# DATA TO PROCESS
◆ ◆ ◆ ◆ ◆

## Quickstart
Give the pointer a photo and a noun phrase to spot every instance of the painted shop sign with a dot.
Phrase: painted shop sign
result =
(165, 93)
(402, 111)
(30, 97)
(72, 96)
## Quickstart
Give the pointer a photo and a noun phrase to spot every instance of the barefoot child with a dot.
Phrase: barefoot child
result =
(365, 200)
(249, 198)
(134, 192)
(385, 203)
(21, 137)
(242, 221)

◆ ◆ ◆ ◆ ◆

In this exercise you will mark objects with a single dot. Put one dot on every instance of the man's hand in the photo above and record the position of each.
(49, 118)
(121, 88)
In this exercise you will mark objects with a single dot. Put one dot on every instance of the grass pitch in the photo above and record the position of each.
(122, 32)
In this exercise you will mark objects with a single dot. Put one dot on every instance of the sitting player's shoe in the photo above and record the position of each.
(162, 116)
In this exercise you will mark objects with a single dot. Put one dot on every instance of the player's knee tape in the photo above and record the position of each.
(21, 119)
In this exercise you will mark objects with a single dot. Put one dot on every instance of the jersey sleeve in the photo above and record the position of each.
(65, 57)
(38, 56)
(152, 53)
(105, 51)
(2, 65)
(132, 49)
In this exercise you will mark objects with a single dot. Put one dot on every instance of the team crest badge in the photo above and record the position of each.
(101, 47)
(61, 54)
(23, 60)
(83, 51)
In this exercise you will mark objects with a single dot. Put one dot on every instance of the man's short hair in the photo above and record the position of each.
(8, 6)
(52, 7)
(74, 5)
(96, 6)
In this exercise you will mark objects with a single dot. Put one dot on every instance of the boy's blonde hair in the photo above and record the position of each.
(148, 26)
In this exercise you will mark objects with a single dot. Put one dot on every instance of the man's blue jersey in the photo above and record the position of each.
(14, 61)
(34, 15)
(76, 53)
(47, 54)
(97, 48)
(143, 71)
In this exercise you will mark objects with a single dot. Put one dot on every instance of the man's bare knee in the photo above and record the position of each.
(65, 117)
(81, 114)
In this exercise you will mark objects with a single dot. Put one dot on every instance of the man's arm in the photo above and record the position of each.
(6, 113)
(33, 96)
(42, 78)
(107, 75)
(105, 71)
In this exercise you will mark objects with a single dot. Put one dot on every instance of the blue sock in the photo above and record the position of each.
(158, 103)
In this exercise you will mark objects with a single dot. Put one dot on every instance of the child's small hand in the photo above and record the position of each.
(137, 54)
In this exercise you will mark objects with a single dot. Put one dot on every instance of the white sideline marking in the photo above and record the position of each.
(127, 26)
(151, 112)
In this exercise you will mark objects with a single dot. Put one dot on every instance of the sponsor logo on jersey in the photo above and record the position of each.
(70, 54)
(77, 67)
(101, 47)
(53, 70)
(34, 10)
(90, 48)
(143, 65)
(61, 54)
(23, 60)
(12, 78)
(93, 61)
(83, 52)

◆ ◆ ◆ ◆ ◆

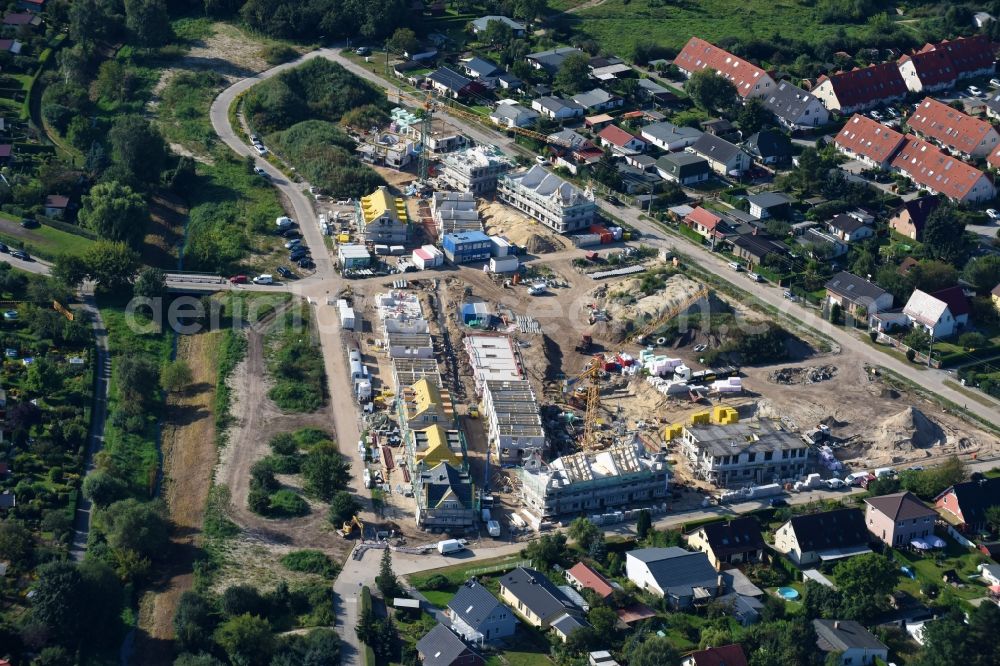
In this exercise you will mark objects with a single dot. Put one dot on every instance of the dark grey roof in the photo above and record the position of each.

◆ ◆ ◆ ◆ ◆

# INSTRUCTIONS FOR THE TASK
Look through the entries and copy every line in which the string "spot" appears.

# WRITTEN REPLY
Give the pointer a photo and a noun phrase to spot every instance of the painted shop sign with a dot.
Give the pointer a photo and a noun phrase to spot every instance of the barefoot child with a dot.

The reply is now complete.